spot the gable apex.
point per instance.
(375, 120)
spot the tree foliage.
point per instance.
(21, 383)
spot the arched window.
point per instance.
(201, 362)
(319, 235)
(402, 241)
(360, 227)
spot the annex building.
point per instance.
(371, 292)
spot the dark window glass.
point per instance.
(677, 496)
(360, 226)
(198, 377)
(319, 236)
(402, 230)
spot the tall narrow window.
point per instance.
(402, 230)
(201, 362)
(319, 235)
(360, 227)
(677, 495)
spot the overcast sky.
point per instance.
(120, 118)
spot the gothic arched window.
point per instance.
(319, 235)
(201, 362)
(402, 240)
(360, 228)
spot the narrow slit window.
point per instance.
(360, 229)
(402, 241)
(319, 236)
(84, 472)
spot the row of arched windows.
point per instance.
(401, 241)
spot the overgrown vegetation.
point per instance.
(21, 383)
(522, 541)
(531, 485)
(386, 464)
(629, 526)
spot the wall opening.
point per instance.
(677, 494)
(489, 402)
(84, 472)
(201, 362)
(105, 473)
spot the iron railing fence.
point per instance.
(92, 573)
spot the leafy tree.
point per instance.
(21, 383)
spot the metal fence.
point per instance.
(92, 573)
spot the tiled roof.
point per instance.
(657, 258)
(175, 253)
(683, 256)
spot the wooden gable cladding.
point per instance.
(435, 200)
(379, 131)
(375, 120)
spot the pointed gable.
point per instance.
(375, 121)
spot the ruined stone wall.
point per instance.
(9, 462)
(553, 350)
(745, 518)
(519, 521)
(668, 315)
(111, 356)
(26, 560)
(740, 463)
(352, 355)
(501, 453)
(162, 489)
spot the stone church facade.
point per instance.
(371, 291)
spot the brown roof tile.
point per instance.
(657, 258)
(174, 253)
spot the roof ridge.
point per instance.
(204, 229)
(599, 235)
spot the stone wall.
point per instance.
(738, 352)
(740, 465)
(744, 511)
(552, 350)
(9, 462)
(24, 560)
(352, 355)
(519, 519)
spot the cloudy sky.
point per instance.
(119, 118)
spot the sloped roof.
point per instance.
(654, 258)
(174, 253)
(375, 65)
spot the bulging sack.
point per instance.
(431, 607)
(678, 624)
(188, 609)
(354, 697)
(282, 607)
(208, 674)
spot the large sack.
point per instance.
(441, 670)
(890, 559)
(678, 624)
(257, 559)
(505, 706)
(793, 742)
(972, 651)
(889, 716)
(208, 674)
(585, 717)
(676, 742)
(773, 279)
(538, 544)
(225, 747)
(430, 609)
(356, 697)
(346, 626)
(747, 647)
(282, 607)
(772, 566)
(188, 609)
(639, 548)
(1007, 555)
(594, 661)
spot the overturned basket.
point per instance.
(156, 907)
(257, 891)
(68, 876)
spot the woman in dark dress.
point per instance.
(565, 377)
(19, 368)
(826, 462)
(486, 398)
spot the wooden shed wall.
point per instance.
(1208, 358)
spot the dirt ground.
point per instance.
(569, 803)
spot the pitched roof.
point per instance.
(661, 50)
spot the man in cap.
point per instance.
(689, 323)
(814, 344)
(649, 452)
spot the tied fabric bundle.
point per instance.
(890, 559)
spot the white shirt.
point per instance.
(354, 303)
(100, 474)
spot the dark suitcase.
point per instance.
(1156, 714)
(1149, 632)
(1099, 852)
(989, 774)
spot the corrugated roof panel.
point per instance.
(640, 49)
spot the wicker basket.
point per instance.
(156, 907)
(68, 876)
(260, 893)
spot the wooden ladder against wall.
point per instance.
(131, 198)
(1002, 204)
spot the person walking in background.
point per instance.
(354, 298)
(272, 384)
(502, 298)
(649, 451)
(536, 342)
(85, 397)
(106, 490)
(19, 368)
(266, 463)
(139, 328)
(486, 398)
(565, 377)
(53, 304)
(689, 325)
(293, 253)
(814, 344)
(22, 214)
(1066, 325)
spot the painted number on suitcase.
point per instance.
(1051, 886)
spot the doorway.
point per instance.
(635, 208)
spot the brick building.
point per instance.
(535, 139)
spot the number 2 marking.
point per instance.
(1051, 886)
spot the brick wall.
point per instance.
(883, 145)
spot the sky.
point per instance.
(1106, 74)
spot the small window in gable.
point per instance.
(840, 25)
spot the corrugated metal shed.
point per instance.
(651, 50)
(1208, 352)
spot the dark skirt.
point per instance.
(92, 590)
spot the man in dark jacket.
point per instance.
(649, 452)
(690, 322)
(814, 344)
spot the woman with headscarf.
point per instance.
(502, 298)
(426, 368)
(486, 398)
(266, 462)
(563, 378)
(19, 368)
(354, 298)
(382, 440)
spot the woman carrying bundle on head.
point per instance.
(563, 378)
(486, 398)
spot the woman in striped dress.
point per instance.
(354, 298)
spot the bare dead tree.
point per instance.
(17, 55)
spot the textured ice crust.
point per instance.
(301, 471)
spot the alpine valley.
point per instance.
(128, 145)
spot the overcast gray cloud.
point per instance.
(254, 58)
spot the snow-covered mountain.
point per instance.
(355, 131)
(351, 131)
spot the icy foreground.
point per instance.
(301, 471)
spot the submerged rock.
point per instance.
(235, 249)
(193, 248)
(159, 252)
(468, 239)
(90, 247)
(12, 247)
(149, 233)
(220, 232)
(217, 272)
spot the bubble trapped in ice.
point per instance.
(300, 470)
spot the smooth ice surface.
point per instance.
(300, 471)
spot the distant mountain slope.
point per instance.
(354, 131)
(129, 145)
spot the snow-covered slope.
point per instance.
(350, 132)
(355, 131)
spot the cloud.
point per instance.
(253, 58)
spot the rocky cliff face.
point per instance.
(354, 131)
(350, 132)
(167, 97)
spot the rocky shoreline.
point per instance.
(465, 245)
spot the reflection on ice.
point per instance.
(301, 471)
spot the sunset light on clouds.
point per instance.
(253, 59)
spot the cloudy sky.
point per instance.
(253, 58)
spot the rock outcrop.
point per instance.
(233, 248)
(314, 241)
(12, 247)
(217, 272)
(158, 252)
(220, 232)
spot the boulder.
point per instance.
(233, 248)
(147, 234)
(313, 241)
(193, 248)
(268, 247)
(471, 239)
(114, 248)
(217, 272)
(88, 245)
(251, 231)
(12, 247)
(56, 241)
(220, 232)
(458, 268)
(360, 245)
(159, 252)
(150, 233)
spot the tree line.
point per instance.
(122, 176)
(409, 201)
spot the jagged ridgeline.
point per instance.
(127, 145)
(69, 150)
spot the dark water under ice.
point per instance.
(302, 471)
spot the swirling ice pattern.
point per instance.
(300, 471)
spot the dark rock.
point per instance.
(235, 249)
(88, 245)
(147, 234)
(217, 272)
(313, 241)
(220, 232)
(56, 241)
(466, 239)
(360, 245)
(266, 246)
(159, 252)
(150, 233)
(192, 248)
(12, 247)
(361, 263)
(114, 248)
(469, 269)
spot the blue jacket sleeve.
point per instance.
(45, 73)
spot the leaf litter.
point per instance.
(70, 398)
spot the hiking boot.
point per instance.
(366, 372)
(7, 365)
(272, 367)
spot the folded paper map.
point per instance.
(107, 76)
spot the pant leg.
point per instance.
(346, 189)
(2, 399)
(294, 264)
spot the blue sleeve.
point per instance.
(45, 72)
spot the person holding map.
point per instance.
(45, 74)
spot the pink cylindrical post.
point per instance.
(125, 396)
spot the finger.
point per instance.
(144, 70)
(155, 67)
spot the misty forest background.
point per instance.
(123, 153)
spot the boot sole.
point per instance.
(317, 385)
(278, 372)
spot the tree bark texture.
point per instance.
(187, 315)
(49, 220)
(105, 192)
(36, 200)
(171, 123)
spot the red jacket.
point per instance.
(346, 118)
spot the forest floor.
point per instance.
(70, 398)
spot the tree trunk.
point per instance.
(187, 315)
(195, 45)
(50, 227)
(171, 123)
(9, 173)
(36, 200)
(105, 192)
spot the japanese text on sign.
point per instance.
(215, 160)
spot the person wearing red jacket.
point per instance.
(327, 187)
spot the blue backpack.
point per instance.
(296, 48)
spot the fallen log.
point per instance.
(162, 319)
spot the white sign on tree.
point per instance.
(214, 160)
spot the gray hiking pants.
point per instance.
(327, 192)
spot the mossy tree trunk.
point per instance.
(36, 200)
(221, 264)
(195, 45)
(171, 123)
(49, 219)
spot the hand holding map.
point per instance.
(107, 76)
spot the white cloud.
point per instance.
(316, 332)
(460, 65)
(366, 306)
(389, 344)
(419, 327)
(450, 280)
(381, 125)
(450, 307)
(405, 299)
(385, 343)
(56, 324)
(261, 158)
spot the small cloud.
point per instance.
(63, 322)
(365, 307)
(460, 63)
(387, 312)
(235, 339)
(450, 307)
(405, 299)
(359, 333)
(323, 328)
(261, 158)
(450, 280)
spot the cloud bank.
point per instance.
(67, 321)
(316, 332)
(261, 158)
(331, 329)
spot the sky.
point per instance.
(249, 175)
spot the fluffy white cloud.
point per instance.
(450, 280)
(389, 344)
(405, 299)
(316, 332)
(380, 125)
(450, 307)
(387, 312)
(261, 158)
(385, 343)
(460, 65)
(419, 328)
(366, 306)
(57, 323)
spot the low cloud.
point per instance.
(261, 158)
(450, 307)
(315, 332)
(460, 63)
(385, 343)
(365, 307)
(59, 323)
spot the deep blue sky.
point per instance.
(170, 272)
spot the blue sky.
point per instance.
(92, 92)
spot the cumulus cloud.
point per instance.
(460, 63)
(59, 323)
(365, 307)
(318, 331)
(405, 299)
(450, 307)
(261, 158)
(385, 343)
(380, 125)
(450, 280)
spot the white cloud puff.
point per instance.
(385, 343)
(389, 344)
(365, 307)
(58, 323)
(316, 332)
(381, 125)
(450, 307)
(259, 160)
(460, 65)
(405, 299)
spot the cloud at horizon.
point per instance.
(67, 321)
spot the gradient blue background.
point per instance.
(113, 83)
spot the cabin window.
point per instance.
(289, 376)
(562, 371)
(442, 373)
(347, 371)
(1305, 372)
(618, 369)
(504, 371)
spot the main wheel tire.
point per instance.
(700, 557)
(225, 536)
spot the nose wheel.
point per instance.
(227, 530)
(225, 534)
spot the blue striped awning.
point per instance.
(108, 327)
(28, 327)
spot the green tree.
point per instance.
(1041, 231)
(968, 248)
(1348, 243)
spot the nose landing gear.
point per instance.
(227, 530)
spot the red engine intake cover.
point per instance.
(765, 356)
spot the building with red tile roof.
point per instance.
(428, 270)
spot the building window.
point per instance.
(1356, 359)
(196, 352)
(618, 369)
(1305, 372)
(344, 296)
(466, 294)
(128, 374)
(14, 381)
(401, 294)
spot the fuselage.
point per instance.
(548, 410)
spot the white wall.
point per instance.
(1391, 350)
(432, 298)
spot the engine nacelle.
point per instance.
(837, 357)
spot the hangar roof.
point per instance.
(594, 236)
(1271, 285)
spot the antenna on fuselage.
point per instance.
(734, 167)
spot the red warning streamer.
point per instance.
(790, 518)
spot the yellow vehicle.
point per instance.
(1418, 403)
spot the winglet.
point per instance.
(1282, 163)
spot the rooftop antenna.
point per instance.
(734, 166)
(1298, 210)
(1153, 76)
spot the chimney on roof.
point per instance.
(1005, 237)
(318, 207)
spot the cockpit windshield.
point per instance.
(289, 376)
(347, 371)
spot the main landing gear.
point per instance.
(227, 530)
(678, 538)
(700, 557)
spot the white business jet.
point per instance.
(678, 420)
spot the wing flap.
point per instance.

▶ _Written task_:
Copy out exactly the lines from the line with "spot the gradient blue background." to the end of the listing, including both of those lines, and give nothing else.

▶ _Exercise answer_:
spot the gradient blue background.
point per instance.
(113, 83)
spot the cabin window.
point per instance.
(289, 376)
(562, 371)
(442, 373)
(347, 371)
(1305, 372)
(618, 369)
(504, 371)
spot the main wheel tire.
point per instance.
(700, 557)
(225, 536)
spot the nose wheel.
point per instance.
(227, 530)
(225, 534)
spot the blue striped awning.
point per instance.
(108, 327)
(28, 327)
spot the green tree.
point per instance.
(1041, 231)
(968, 248)
(1348, 243)
spot the nose landing gear.
point per instance.
(227, 530)
spot the red engine intake cover.
point per instance.
(765, 356)
spot the building with red tile roof.
point per instance.
(428, 270)
spot the building window.
point per instance.
(1356, 359)
(196, 352)
(618, 369)
(1305, 372)
(344, 296)
(466, 294)
(128, 374)
(14, 381)
(401, 294)
spot the fuselage.
point per instance.
(548, 410)
spot the white wall.
point per instance.
(1391, 350)
(432, 298)
spot the engine nacelle.
point per instance.
(837, 357)
spot the hangar roof.
point per instance.
(594, 236)
(1271, 285)
spot the antenna on fuselage.
point per instance.
(734, 167)
spot the red warning streamer.
point per instance.
(790, 518)
spot the yellow vehicle.
point per instance.
(1418, 403)
spot the winglet.
point per instance.
(1282, 163)
spot the rooftop antenna.
point per instance.
(734, 166)
(1298, 210)
(1153, 76)
spot the chimney on roof.
point per instance.
(1005, 237)
(318, 207)
spot the cockpit windshield.
point per instance.
(289, 376)
(347, 371)
spot the main landing gear.
point per instance.
(227, 530)
(678, 538)
(700, 557)
spot the white business jet.
point per instance.
(678, 420)
spot the wing flap.
point per instance.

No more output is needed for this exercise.